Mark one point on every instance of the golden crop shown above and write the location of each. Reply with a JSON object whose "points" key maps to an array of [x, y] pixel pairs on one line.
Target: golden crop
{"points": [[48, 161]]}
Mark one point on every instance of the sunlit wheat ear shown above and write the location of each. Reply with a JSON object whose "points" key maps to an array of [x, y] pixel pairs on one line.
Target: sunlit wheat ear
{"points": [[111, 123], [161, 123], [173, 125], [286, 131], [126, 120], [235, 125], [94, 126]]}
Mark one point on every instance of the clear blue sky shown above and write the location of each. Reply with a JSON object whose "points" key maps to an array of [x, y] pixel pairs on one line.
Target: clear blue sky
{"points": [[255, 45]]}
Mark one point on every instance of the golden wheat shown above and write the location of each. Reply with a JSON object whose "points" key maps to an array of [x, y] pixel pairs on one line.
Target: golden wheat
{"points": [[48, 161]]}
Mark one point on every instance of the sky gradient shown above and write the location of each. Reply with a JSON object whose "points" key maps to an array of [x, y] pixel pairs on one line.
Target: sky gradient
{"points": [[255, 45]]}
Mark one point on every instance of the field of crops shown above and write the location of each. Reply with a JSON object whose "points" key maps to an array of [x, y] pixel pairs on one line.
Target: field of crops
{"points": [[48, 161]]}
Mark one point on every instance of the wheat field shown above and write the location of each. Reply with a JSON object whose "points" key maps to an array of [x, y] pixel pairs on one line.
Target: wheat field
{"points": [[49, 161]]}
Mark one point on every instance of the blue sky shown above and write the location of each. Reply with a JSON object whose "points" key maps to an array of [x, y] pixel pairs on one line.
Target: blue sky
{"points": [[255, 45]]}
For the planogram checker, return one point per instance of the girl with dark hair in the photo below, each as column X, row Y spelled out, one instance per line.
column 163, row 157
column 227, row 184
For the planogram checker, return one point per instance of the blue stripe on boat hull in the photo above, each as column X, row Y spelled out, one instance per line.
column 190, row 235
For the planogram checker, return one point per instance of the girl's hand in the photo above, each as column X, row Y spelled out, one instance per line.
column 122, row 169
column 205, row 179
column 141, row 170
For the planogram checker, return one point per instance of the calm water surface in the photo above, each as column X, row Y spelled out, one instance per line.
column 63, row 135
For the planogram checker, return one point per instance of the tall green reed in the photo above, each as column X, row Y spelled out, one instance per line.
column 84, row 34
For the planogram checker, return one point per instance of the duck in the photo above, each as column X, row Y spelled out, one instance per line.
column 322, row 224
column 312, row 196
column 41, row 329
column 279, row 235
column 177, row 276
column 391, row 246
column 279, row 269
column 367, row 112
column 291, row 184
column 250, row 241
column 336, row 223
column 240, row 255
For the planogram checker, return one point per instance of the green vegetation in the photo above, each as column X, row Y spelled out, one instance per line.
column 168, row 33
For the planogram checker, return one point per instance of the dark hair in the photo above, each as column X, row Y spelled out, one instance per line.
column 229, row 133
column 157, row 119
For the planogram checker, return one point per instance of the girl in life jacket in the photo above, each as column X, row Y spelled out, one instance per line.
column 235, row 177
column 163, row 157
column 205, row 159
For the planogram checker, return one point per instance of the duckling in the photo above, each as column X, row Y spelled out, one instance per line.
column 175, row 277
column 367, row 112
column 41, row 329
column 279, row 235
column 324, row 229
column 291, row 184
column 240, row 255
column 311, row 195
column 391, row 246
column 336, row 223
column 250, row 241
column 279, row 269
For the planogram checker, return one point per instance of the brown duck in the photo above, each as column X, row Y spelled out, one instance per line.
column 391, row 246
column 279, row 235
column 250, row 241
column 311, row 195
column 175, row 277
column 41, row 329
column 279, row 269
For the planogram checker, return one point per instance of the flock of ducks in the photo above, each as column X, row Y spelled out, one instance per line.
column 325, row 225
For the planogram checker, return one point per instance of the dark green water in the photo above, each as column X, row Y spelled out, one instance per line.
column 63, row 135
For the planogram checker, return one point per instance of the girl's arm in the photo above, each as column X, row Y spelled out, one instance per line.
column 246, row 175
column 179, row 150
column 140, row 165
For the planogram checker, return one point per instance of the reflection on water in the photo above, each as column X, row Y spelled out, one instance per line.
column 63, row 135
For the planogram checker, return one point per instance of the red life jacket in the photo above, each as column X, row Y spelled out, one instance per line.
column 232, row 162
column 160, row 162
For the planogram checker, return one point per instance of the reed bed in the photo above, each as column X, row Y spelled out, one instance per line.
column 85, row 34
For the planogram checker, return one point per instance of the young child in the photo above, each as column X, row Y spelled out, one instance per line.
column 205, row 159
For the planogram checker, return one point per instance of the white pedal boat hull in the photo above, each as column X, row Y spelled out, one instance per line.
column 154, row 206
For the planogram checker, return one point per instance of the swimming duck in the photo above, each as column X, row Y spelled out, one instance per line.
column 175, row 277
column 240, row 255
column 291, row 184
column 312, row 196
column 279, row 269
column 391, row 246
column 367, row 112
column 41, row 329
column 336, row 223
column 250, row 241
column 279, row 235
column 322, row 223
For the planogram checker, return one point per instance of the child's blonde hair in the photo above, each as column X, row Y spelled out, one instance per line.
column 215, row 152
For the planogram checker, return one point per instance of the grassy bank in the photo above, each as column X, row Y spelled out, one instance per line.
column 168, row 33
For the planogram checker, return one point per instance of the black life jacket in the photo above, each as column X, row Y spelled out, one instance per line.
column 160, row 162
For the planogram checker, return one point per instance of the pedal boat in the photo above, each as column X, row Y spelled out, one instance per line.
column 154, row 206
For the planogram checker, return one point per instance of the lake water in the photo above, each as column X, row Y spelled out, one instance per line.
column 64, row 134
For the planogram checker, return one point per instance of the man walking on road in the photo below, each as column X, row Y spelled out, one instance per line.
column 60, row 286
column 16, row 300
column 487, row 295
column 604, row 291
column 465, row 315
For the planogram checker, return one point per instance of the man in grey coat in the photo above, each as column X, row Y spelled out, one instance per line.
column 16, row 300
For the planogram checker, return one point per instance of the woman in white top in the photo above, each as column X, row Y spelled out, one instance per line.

■ ■ ■ ■

- _Instructions to follow_: Please restate the whole listing word for word.

- _Correct answer_:
Mark one point on every instance of the golden crop shown above and write the location of each. Reply with a JSON object whose "points" key maps to an array of [x, y] pixel pairs on one line.
Target: golden crop
{"points": [[48, 161]]}
Mark one point on every instance of the sunlit wheat ear shown above and write the location of each. Reply with a JSON object whose "points" key maps to an array of [x, y] pixel pairs on one line.
Target: sunlit wheat ear
{"points": [[111, 123], [161, 123], [173, 125], [286, 131], [126, 120], [235, 125], [94, 126]]}
Mark one point on every instance of the clear blue sky shown above and write the location of each. Reply with a JSON object whose "points" key maps to an array of [x, y] pixel pairs on one line.
Target: clear blue sky
{"points": [[255, 45]]}
Mark one point on every instance of the golden wheat shown above and write the location of each. Reply with a JSON object whose "points" key maps to an array of [x, y] pixel pairs on one line.
Target: golden wheat
{"points": [[48, 161]]}
Mark one point on every instance of the sky gradient shown above and write the location of each. Reply with a JSON object whose "points" key maps to an array of [x, y] pixel pairs on one line.
Target: sky gradient
{"points": [[255, 45]]}
Mark one point on every instance of the field of crops shown above and write the location of each. Reply with a JSON object whose "points" key maps to an array of [x, y] pixel pairs on one line.
Target: field of crops
{"points": [[48, 161]]}
Mark one point on every instance of the wheat field shown above and write the location of each. Reply with a JSON object whose "points" key maps to an array of [x, y] pixel pairs on one line.
Target: wheat field
{"points": [[49, 161]]}
Mark one point on every instance of the blue sky shown above and write the location of each. Reply with a JSON object whose "points" key maps to an array of [x, y] pixel pairs on one line.
Target: blue sky
{"points": [[255, 45]]}
For the planogram checker, return one point per instance of the girl with dark hair in the photo below, each as column X, row Y spelled out, one instance per line.
column 163, row 157
column 227, row 184
For the planogram checker, return one point per instance of the blue stripe on boat hull in the photo above, each as column X, row Y spelled out, one instance per line.
column 190, row 235
For the planogram checker, return one point per instance of the girl's hand in the photo above, each as column X, row Y spelled out, one instance per line.
column 122, row 169
column 205, row 179
column 141, row 170
For the planogram checker, return one point per instance of the calm water surface in the photo above, each as column X, row Y spelled out, one instance per line.
column 63, row 135
For the planogram checker, return one point per instance of the tall green reed in the photo above, each as column X, row Y spelled out, one instance per line.
column 84, row 34
For the planogram checker, return one point per instance of the duck in the photo above, each as column X, row Y spelled out, one instance per line.
column 322, row 224
column 312, row 196
column 41, row 329
column 279, row 235
column 177, row 276
column 391, row 246
column 279, row 269
column 367, row 112
column 291, row 184
column 250, row 241
column 336, row 223
column 240, row 255
For the planogram checker, return one point per instance of the green vegetation in the photo above, each as column X, row Y spelled out, one instance per line.
column 168, row 33
For the planogram checker, return one point per instance of the dark hair in the photo above, each as column X, row Y spelled out, one instance per line.
column 229, row 133
column 157, row 119
For the planogram checker, return one point per instance of the girl in life jacket in the photo above, each as column X, row Y spelled out, one instance per line.
column 235, row 177
column 163, row 157
column 205, row 159
For the planogram checker, return one point per instance of the duckling in the photo above, each as column X, row Y spelled out, one instance per line.
column 175, row 277
column 367, row 112
column 41, row 329
column 279, row 235
column 324, row 229
column 291, row 184
column 240, row 255
column 311, row 195
column 391, row 246
column 336, row 223
column 250, row 241
column 279, row 269
For the planogram checker, return one point per instance of the brown duck in the photo above, each as column X, row Y spelled out, one instance per line.
column 391, row 246
column 279, row 235
column 250, row 241
column 311, row 195
column 175, row 277
column 41, row 329
column 279, row 269
For the planogram checker, return one point per instance of the flock of ducks in the photo above, each as column X, row Y spelled out, one instance per line.
column 325, row 225
For the planogram checker, return one point per instance of the dark green water in the photo above, each as column X, row Y spelled out, one instance per line.
column 63, row 135
For the planogram checker, return one point per instance of the girl's arm in the photo above, each as column X, row Y spelled out, one instance per line.
column 246, row 175
column 179, row 150
column 140, row 165
For the planogram checker, return one point per instance of the reflection on water in the photo above, each as column X, row Y spelled out, one instance per line.
column 63, row 135
For the planogram checker, return one point per instance of the red life jacket in the photo above, each as column X, row Y spelled out, one instance per line.
column 232, row 162
column 160, row 162
For the planogram checker, return one point per instance of the reed bed in the photo above, each as column X, row Y spelled out, one instance per line.
column 85, row 34
For the planogram checker, return one point per instance of the young child in the photo above, each as column X, row Y spelled out, one instance per line.
column 205, row 159
For the planogram checker, return one point per instance of the white pedal boat hull in the photo above, each as column X, row Y spelled out, one instance per line.
column 154, row 206
For the planogram checker, return one point per instance of the swimming duck in the photo above, each as column X, row Y spelled out, one instance per line.
column 175, row 277
column 240, row 255
column 291, row 184
column 312, row 196
column 279, row 269
column 391, row 246
column 367, row 112
column 41, row 329
column 336, row 223
column 250, row 241
column 279, row 235
column 322, row 223
For the planogram checker, return one point per instance of the child's blonde hair in the photo above, each as column X, row Y spelled out, one instance per line.
column 215, row 152
For the planogram checker, return one point per instance of the grassy bank in the photo above, each as column X, row Y spelled out, one instance per line.
column 168, row 33
For the planogram checker, return one point per instance of the black life jacket in the photo above, each as column X, row Y spelled out, one instance per line.
column 160, row 162
For the planogram checker, return one point per instance of the pedal boat in the photo above, each as column X, row Y spelled out, one instance per line.
column 154, row 206
For the planogram checker, return one point per instance of the lake water in the photo above, each as column X, row Y spelled out, one instance per line.
column 64, row 134
For the planogram checker, return one point per instance of the man walking on road in the photo below, each as column X, row Y spelled out, one instance per line.
column 60, row 286
column 16, row 300
column 487, row 295
column 604, row 291
column 465, row 315
For the planogram checker, return one point per instance of the man in grey coat in the photo above, each as column X, row Y spelled out, one instance per line.
column 16, row 300
For the planogram checker, return one point per instance of the woman in white top in the photo above, each as column X, row Y spelled out, one instance per line.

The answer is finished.